Saved entries:

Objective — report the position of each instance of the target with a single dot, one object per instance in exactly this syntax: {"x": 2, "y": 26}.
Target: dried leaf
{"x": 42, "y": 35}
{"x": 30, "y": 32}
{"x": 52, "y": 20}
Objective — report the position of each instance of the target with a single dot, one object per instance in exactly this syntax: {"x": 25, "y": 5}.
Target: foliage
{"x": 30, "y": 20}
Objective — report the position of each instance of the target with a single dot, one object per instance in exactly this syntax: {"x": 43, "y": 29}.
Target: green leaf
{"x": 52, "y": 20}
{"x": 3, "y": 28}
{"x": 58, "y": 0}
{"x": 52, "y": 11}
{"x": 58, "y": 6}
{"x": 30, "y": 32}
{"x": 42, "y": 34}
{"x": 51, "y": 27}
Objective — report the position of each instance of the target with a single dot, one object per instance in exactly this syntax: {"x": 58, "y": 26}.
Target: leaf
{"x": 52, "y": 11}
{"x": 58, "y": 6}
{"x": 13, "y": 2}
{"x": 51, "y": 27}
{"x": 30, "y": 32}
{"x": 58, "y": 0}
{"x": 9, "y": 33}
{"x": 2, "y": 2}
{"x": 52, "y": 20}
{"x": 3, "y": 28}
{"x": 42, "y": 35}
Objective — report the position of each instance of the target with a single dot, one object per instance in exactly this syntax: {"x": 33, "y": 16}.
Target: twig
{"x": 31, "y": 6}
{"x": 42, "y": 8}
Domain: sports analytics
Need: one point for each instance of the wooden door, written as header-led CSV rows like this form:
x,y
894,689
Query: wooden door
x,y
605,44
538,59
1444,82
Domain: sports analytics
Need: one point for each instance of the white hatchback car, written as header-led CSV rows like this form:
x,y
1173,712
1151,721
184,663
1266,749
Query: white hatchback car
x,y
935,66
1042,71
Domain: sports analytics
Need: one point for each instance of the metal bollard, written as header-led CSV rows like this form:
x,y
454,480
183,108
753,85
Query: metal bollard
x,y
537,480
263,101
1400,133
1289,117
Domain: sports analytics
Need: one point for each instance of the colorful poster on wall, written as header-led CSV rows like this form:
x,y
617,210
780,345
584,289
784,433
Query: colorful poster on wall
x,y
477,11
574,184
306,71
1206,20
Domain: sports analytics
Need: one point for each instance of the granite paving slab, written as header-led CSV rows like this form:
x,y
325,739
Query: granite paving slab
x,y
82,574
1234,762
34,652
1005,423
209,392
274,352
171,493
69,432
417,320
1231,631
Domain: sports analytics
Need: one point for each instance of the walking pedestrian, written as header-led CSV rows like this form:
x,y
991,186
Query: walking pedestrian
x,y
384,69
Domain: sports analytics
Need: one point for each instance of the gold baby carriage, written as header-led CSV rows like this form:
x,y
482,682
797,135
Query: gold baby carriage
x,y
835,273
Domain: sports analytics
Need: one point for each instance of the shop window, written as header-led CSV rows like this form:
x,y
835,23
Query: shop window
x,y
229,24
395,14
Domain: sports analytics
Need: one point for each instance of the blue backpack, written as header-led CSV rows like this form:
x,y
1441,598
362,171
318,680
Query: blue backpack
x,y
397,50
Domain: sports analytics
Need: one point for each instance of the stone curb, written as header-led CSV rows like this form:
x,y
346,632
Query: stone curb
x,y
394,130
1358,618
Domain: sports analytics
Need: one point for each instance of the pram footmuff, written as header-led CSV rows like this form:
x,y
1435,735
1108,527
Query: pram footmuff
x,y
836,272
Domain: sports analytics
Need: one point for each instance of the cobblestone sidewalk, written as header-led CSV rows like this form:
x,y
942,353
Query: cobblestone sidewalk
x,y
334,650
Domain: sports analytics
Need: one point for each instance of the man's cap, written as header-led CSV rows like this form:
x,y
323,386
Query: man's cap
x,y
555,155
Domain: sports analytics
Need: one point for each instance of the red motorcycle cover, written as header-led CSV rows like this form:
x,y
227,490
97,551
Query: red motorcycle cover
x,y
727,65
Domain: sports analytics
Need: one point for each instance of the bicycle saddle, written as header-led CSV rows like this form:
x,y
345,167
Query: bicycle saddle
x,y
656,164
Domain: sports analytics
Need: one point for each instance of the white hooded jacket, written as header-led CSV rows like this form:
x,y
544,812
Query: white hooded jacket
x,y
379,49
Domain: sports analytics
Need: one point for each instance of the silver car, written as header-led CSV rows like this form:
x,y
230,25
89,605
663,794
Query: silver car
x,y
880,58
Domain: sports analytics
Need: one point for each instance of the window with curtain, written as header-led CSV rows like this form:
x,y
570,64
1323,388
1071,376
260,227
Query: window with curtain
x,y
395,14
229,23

* Task brief: Could you copy out all of the records above exactly?

* Solution for this exercise:
Objective — report the position of each instance of the target with a single dot, one object per instance in exactly this syntax: {"x": 2, "y": 26}.
Target: dried leaf
{"x": 42, "y": 35}
{"x": 30, "y": 32}
{"x": 52, "y": 20}
Objective — report the position of each instance of the target with a single dot, one object per instance in exactly this syntax: {"x": 25, "y": 5}.
Target: foliage
{"x": 30, "y": 20}
Objective — report the position of each instance of the target with a single dot, one object per instance in exactly this syntax: {"x": 43, "y": 29}.
Target: green leaf
{"x": 52, "y": 20}
{"x": 3, "y": 28}
{"x": 58, "y": 0}
{"x": 52, "y": 11}
{"x": 58, "y": 6}
{"x": 30, "y": 32}
{"x": 42, "y": 34}
{"x": 51, "y": 27}
Objective — report the position of each instance of the target with a single dot, one object per instance in exactly this syntax: {"x": 58, "y": 26}.
Target: leaf
{"x": 52, "y": 11}
{"x": 58, "y": 6}
{"x": 13, "y": 2}
{"x": 51, "y": 27}
{"x": 30, "y": 32}
{"x": 58, "y": 0}
{"x": 9, "y": 33}
{"x": 2, "y": 2}
{"x": 52, "y": 20}
{"x": 3, "y": 28}
{"x": 42, "y": 35}
Objective — report the position of each instance of the target with a single dot, one object per instance in exactly this syntax: {"x": 33, "y": 16}.
Target: twig
{"x": 31, "y": 6}
{"x": 42, "y": 8}
Domain: sports analytics
Need: one point for each instance of the wooden door, written as header-led CSV rows like this form:
x,y
894,689
Query: wooden door
x,y
605,44
538,59
1444,82
Domain: sports analytics
Need: one point for each instance of the white hatchback car, written as header-led CSV rows like this form:
x,y
1173,712
1151,721
184,663
1266,749
Query: white hatchback car
x,y
935,66
1042,71
Domain: sports analytics
Need: one point for each instance of the metal bollard, written as header-led CSV rows like this form:
x,y
454,480
183,108
753,85
Query: metal bollard
x,y
537,480
263,101
1400,133
1289,117
Domain: sports analytics
Need: one point for each instance of the colorful poster on wall, written as header-led CSV rows like this form:
x,y
617,210
780,345
584,289
784,433
Query: colorful poster on wall
x,y
477,11
574,184
306,71
1206,20
Domain: sports analytics
Need: one point for each instance of the granite paving slab, written as header-led CSV rows like this form:
x,y
325,739
Query: granite paving slab
x,y
82,574
1234,762
34,652
1005,423
209,392
274,352
171,493
69,432
417,320
1231,631
Domain: sports analytics
Need: one point for each instance of the walking pedestrian, written as header-led CSV rows like this form:
x,y
991,186
Query: walking pedestrian
x,y
384,69
Domain: sports analytics
Need: one point for each instance of the gold baby carriage, written as header-led CSV rows like this form:
x,y
482,682
797,135
Query: gold baby carriage
x,y
835,273
Domain: sports analytics
Need: one point for each instance of the shop window, written as header-led CSV rows like this form:
x,y
835,23
Query: shop window
x,y
229,24
395,14
Domain: sports analytics
Need: one point for each instance of the blue backpack, written as header-led CSV rows like this form:
x,y
1441,598
362,171
318,680
Query: blue backpack
x,y
397,50
Domain: sports analytics
Need: one point for each instance of the stone curb, written as header-led CSV rows like this form:
x,y
346,632
Query: stone curb
x,y
394,130
1358,618
Domain: sports analytics
Need: one point for each instance of the pram footmuff, written as header-led CSV rows like this form:
x,y
1435,735
1108,527
Query: pram footmuff
x,y
836,272
Domain: sports analytics
Need: one point for each instance of the cobblestone sidewalk, written as header-led CSV rows like this form:
x,y
942,353
Query: cobblestone sidewalk
x,y
334,650
Domain: sports analytics
Need: one point for each instance of the man's cap, written as header-led CSV rows like this form:
x,y
323,386
Query: man's cap
x,y
555,155
Domain: sports analytics
Need: one point for each instance of the red motorcycle cover, written as header-led CSV rows like this form:
x,y
227,490
97,551
Query: red motorcycle cover
x,y
727,65
Domain: sports analytics
Need: one point for each instance of the bicycle saddle, written as header-led CSV rows like this form:
x,y
345,167
Query: bicycle saddle
x,y
656,164
Domain: sports analytics
Need: one point for each instance of the white hooded jacket, written as header-led CSV rows like this form:
x,y
544,812
Query: white hooded jacket
x,y
379,49
Domain: sports analytics
Need: one point for each instance of the silver car, written as header-led CSV rows like this form:
x,y
230,25
89,605
663,794
Query: silver car
x,y
880,58
Domain: sports analytics
Need: one point for each instance of the window with curtain, written as header-led CSV rows like this form:
x,y
570,64
1323,388
1071,376
260,227
Query: window with curtain
x,y
395,14
229,23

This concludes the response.